> [How to complete this task]:
Change every "positive clicks" in the records below to "foreground clicks" and leave everything else as it is. Give all the records again without the pictures.

> [Excerpts from a dataset]:
*** Block opens ***
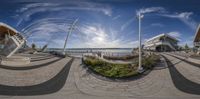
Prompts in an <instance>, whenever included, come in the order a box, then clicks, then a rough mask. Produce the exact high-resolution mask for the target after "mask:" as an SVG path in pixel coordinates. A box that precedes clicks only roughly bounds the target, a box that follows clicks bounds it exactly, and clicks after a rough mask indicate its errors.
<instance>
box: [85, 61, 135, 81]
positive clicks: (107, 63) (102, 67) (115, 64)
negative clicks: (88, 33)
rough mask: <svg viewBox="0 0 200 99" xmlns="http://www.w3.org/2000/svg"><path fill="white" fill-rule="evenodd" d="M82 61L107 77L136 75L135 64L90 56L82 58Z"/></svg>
mask: <svg viewBox="0 0 200 99" xmlns="http://www.w3.org/2000/svg"><path fill="white" fill-rule="evenodd" d="M84 63H85V64H86V65H87V66H89V67H90V68H92V69H93V70H95V71H96V72H98V73H100V74H101V75H104V76H107V77H127V76H132V75H137V71H136V67H135V65H131V64H113V63H108V62H105V61H103V60H100V59H97V58H91V57H87V58H86V59H85V60H84Z"/></svg>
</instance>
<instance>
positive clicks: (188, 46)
mask: <svg viewBox="0 0 200 99" xmlns="http://www.w3.org/2000/svg"><path fill="white" fill-rule="evenodd" d="M185 51H186V53H188V51H189V46H188V45H187V43H186V44H185Z"/></svg>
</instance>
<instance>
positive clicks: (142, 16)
mask: <svg viewBox="0 0 200 99" xmlns="http://www.w3.org/2000/svg"><path fill="white" fill-rule="evenodd" d="M142 18H143V15H141V13H139V14H138V20H139V66H138V71H142V70H143V68H142V48H141V19H142Z"/></svg>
*** Block closes ***
> [Response to this exercise]:
Prompts in an <instance>, whenever included, come in the order a box, then clicks, then a rough mask. Produce the exact high-resolution mask for the target after "mask:" as an SVG path in pixel coordinates. A box that precedes clicks only roughly bounds the target, a box that follows clicks bounds it exactly, and clicks after a rough mask indicate its errors.
<instance>
box: [85, 61, 135, 81]
foreground clicks: (107, 63) (102, 67) (115, 64)
negative clicks: (88, 33)
rough mask: <svg viewBox="0 0 200 99" xmlns="http://www.w3.org/2000/svg"><path fill="white" fill-rule="evenodd" d="M82 61L107 77L136 75L135 64L90 56L82 58Z"/></svg>
mask: <svg viewBox="0 0 200 99" xmlns="http://www.w3.org/2000/svg"><path fill="white" fill-rule="evenodd" d="M84 63H85V64H86V65H87V66H89V67H90V68H92V69H93V70H95V71H96V72H98V73H100V74H101V75H104V76H107V77H127V76H132V75H137V71H136V67H135V65H131V64H113V63H108V62H105V61H103V60H100V59H97V58H91V57H87V58H86V59H85V60H84Z"/></svg>
</instance>
<instance>
foreground clicks: (188, 46)
mask: <svg viewBox="0 0 200 99" xmlns="http://www.w3.org/2000/svg"><path fill="white" fill-rule="evenodd" d="M185 51H186V53H188V51H189V46H188V45H187V43H186V44H185Z"/></svg>
</instance>
<instance>
foreground clicks: (142, 16)
mask: <svg viewBox="0 0 200 99" xmlns="http://www.w3.org/2000/svg"><path fill="white" fill-rule="evenodd" d="M142 18H143V15H141V13H139V14H138V20H139V66H138V71H142V70H143V68H142V48H141V19H142Z"/></svg>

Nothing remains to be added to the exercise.